* **Reading passage**
===

Location: 1114 N. Jefferson Ave.
To see a beautiful example of a carefully conceived pocket park revitalization, visit Moon Block Park on the city's Near Eastside. With the help of the East 10th Street Civic Association, the Local Initiatives Support Corporation, the Village Pantry and other local merchants and citizens, the small park is a picture of perennials, made all the more scenic by the work of Brian Duff, who was commissioned to create two murals depicting the neighborhood in its heyday.
Location: East 10th and Rural streets.
Nothing says "blighted neighborhood" more than the boarded-up windows of a large abandoned building located on a main business strip. So that's exactly what Bryan Myers used as the canvas for a work on East 10th Street. He painted each set of boards a brilliant sky blue and added a series of red-propellered white toy planes flying in all directions.
Location: On the south side of East 10th Street, a few blocks from the old Rivoli Theater.
Scott VanKirk, Kevin Warren, dozens of third- and fourth-graders, as well as many other community figures, put their heart and soul into the rebirth of McCord Park. The group did everything from landscaping and gardening to painting trash cans to revitalizing and augmenting a sundial commemorating William Whitfield, the first black policeman killed in the line of duty in Indianapolis in 1922.

===

* **Recorded information**

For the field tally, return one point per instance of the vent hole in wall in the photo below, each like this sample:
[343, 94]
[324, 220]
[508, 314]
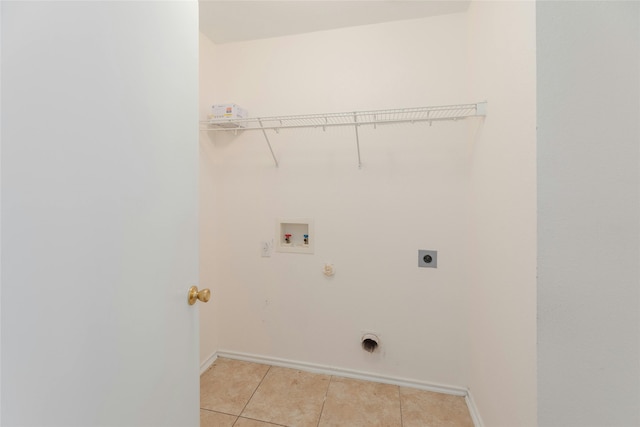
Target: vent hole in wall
[369, 343]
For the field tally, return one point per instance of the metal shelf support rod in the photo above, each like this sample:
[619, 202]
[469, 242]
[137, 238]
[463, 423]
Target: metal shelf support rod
[355, 119]
[264, 132]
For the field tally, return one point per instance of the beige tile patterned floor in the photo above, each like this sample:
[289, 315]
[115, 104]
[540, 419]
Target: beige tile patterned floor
[243, 394]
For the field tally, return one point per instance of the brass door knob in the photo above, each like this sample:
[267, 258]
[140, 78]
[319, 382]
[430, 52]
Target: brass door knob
[195, 295]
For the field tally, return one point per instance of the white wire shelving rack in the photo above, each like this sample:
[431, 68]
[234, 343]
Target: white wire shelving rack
[355, 119]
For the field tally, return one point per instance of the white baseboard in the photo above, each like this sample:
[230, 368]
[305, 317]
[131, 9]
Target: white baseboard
[342, 372]
[473, 410]
[207, 363]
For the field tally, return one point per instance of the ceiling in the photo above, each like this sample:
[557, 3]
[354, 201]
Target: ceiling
[238, 20]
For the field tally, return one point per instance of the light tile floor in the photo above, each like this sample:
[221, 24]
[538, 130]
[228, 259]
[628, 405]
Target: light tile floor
[242, 394]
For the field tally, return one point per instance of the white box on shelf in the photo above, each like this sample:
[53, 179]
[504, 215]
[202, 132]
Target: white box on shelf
[295, 235]
[223, 115]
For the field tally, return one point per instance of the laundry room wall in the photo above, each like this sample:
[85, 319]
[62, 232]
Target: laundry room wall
[412, 192]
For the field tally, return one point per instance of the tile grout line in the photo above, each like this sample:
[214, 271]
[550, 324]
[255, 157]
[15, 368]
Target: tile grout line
[254, 392]
[326, 393]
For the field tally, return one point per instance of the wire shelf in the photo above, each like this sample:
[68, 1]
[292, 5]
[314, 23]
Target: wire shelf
[357, 118]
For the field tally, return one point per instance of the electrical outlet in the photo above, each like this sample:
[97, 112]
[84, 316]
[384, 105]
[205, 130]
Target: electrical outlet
[266, 248]
[427, 259]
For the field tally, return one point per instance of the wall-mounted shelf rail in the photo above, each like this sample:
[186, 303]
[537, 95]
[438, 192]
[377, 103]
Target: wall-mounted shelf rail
[355, 119]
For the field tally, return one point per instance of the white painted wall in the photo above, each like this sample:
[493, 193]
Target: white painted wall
[207, 213]
[465, 189]
[589, 130]
[502, 262]
[411, 193]
[99, 197]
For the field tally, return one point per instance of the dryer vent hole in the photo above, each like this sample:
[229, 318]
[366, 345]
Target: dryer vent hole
[369, 345]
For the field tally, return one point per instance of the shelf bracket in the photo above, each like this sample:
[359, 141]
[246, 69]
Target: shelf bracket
[264, 132]
[355, 120]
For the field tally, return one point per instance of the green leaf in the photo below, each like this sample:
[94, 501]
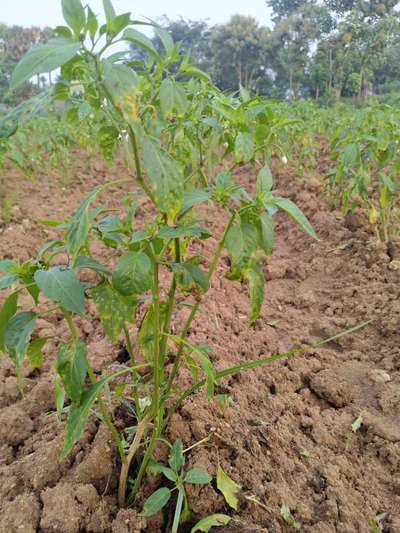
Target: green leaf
[117, 24]
[228, 487]
[113, 310]
[215, 520]
[297, 214]
[193, 72]
[72, 366]
[63, 287]
[78, 415]
[7, 312]
[109, 11]
[267, 233]
[121, 81]
[172, 98]
[191, 276]
[166, 179]
[156, 468]
[42, 59]
[192, 198]
[165, 38]
[6, 265]
[79, 229]
[242, 240]
[133, 274]
[59, 395]
[35, 354]
[92, 24]
[92, 264]
[198, 477]
[350, 154]
[156, 502]
[141, 40]
[244, 148]
[176, 458]
[8, 281]
[146, 331]
[74, 14]
[264, 180]
[255, 277]
[18, 334]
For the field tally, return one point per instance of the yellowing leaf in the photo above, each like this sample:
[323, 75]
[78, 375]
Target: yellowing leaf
[228, 487]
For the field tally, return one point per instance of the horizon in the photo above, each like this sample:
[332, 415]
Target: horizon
[49, 13]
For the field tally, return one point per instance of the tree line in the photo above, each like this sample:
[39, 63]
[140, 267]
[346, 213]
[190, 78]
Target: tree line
[325, 50]
[329, 49]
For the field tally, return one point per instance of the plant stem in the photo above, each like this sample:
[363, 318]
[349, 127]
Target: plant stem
[259, 362]
[170, 305]
[103, 410]
[71, 325]
[107, 419]
[220, 247]
[179, 353]
[145, 461]
[123, 479]
[139, 173]
[195, 308]
[131, 353]
[157, 371]
[178, 509]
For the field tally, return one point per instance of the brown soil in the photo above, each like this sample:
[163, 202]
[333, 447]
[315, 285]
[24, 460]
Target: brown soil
[286, 435]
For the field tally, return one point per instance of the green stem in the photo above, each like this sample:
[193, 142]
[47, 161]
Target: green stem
[144, 463]
[259, 362]
[195, 308]
[157, 370]
[103, 409]
[179, 353]
[123, 480]
[138, 166]
[107, 419]
[170, 305]
[220, 247]
[132, 357]
[71, 325]
[178, 509]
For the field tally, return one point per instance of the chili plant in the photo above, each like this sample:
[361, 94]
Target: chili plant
[365, 147]
[147, 109]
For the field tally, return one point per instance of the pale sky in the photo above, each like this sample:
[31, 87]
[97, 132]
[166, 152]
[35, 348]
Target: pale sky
[48, 12]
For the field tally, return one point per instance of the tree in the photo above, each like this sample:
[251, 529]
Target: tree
[15, 42]
[282, 9]
[238, 53]
[293, 38]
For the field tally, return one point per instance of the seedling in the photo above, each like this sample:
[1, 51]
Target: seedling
[175, 127]
[177, 475]
[286, 514]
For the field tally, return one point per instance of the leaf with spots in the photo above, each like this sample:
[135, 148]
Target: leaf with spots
[113, 309]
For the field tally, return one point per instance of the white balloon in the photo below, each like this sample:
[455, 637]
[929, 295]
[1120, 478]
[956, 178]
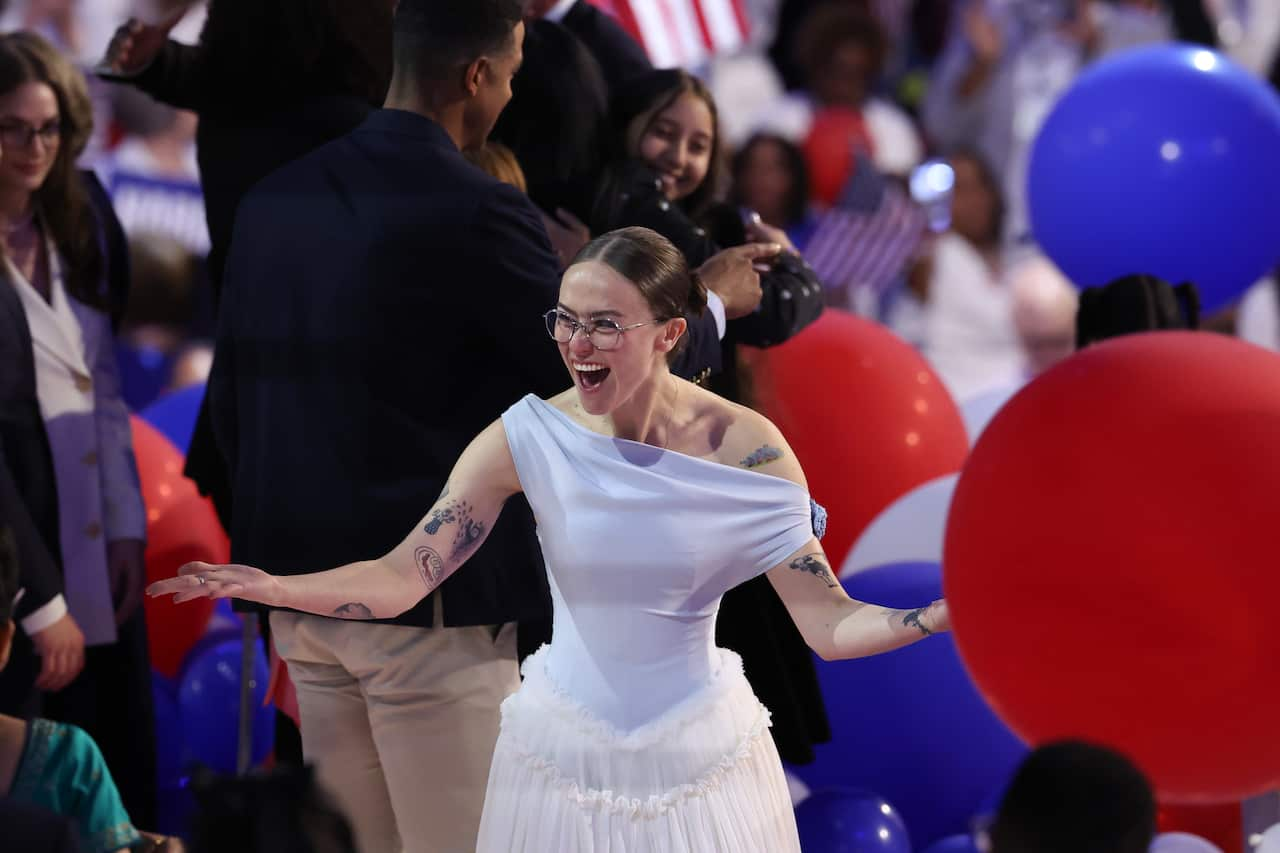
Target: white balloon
[1183, 843]
[978, 410]
[798, 789]
[908, 530]
[1269, 842]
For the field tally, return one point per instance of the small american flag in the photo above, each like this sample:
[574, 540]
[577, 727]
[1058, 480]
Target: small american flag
[682, 33]
[864, 243]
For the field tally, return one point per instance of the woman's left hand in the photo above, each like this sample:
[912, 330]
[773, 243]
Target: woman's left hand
[206, 580]
[760, 232]
[127, 570]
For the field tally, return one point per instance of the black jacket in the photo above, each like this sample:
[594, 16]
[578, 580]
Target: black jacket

===

* **Directions**
1 – List every person named in the Near Eastside parks and art text.
2 – In the Near Eastside parks and art text, what color did Bryan Myers paint the boards on the abandoned building?
3 – Extend the Near Eastside parks and art text from the point where it stops.
The material after the Near Eastside parks and art text stands on its own and is separate from it.

* **Responses for each task**
1 – Brian Duff, Bryan Myers, Scott VanKirk, Kevin Warren, William Whitfield

2 – A brilliant sky blue.

3 –
Location: On 36th Street, between College and Central avenues.
One of the first public art projects initiated in the East 10th Street corridor was a large-scale mural by Morris Kurz. The mural, which depicts soccer players from Arsenal Technical High School towering above the area, with the Downtown skyline in the background, is just Phase 1. Kurz is also being commissioned to complete two more murals, transforming an old cinderblock wall into a neighborhood gateway.
Location: On the north side of East 10th Street, near Woodruff Place.
With funding partners including Partners in Housing and the Arts Council of Indianapolis, Matt Eickhoff was able to create "At the bus stop, without delay," a $4,000 mural in six parts on the east-facing wall of Community Choice Federal Credit Union on East 10th Street. If they take a moment to look left, drivers heading Downtown through the area will see a mural that re-creates a bus stop scene in front of the John H. Boner Community Center, the locus of much of the neighborhood's activity.
Location: 2811 E. 10th St.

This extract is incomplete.